PASSAGE TO READ>

+ + +

The Kenya National Bureau of Statistics (KNBS) states that at least 300,000 Kenyans have lost their jobs due to the Coronavirus pandemic between the period of January and March this year.
KNBC noted that the number of employed Kenyans plunged to 17.8 million as of March from 18.1 million people as compared to last year in December. The Report states that the unemployment rate in Kenya stands at 13.7 per cent as of March this year while it stood 12.4 per cent in December 2019.
Mama T (not her real name) is among millions of Kenyans who have been affected by containment measures put in place to curb the spread of the virus, either by losing their source of income or having to work under tough guidelines put in place by the MOH.
As young mother and an event organizer, she has found it hard to explain to her children why they cannot go to school or socialize freely with their peers as before.
“Sometimes it gets difficult as they do not understand what is happening due to their age, this at times becomes hard on me as they often think I am punishing them,”
Her contract was put on hold as no event or public gatherings can take place due to the pandemic. This has brought other challenges along with it, as she has to find means of fending for her family expenditures that including rent and food.
“I often wake up in the middle of the night with worries about my next move as the pandemic does not exhibit any signs of easing up,” she says. She adds that she has been forced to sort for manual jobs to keep her family afloat.
Ms. Mary Wahome, a Counseling Psychologist and Programs Director at ‘The Reason to Hope,’ in Karen, Nairobi says that such kind of drastic life changes have an adverse effect on one’s mental status including their family members and if not addressed early can lead to depression among other issues.
“We have had cases of people indulging in substance abuse to deal with the uncertainty and stress brought about by the pandemic, this in turn leads to dependence and also domestic abuse,”
Sam Njoroge , a waiter at a local hotel in Kiambu, has found himself indulging in substance abuse due to challenges he is facing after the hotel he was working in was closed down as it has not yet met the standards required by the MOH to open.
“My day starts at 6am where I go to a local pub, here I can get a drink for as little as Sh30, It makes me suppress the frustration I feel.” he says.

+ + +

MATERIAL SHOWN>

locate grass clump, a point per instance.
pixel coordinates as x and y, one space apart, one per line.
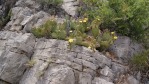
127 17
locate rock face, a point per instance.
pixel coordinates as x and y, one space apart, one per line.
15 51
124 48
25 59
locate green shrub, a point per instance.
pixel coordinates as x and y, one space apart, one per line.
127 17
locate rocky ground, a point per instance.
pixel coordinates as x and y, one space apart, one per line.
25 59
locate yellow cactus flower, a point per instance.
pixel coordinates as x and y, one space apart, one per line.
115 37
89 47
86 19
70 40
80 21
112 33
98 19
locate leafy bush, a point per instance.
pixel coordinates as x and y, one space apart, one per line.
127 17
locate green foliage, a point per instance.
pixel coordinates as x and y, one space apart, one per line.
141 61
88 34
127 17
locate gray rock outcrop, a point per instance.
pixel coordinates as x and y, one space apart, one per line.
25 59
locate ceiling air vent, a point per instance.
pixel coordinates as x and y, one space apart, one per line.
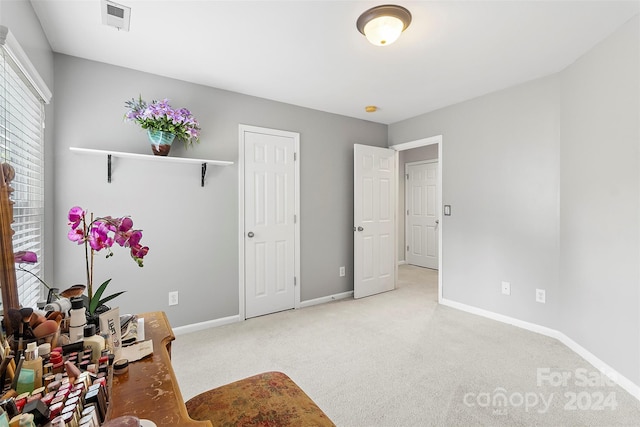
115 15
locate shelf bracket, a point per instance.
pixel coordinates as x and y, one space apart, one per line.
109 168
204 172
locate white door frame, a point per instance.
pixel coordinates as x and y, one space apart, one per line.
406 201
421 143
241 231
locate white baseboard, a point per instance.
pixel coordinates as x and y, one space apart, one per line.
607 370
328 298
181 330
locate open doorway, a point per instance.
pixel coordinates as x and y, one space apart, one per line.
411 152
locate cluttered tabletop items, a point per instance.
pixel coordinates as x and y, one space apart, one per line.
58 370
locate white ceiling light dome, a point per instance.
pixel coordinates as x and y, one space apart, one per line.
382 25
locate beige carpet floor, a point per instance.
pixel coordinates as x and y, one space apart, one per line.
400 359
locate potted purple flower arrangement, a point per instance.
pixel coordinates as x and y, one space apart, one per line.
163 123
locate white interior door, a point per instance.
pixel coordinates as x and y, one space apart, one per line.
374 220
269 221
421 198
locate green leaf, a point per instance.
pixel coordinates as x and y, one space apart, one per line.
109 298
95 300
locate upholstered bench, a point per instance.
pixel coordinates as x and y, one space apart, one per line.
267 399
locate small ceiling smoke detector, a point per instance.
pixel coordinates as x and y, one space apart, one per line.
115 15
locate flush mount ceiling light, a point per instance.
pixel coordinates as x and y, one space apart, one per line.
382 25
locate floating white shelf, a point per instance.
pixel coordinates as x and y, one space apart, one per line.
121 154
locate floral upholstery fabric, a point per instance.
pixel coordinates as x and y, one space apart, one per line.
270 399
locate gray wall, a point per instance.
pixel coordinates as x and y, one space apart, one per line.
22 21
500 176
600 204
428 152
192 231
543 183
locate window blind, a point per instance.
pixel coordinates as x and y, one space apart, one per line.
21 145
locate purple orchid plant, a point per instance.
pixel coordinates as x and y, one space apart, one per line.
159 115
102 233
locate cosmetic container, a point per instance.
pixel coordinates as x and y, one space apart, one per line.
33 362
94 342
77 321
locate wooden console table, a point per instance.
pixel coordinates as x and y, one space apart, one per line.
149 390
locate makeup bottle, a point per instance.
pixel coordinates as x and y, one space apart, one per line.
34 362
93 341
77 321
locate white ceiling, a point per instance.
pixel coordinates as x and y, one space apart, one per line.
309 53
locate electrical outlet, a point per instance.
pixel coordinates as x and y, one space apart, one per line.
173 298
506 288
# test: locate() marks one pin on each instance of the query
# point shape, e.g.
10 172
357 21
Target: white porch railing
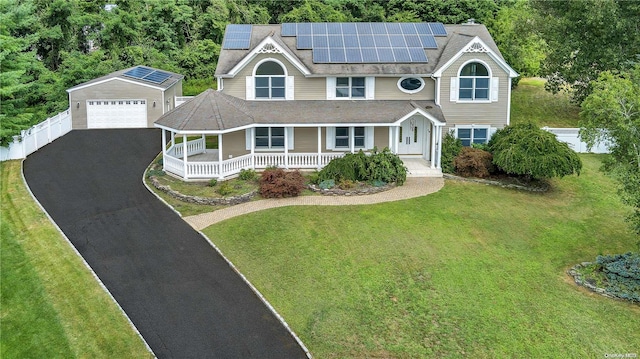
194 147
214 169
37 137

+ + +

ASSIGNMENT>
Print everything from "Her contract was" down to "her family afloat." in the passage on pandemic job losses in Kenya, word for word.

ANSWER SPACE>
Her contract was put on hold as no event or public gatherings can take place due to the pandemic. This has brought other challenges along with it, as she has to find means of fending for her family expenditures that including rent and food.
“I often wake up in the middle of the night with worries about my next move as the pandemic does not exhibit any signs of easing up,” she says. She adds that she has been forced to sort for manual jobs to keep her family afloat.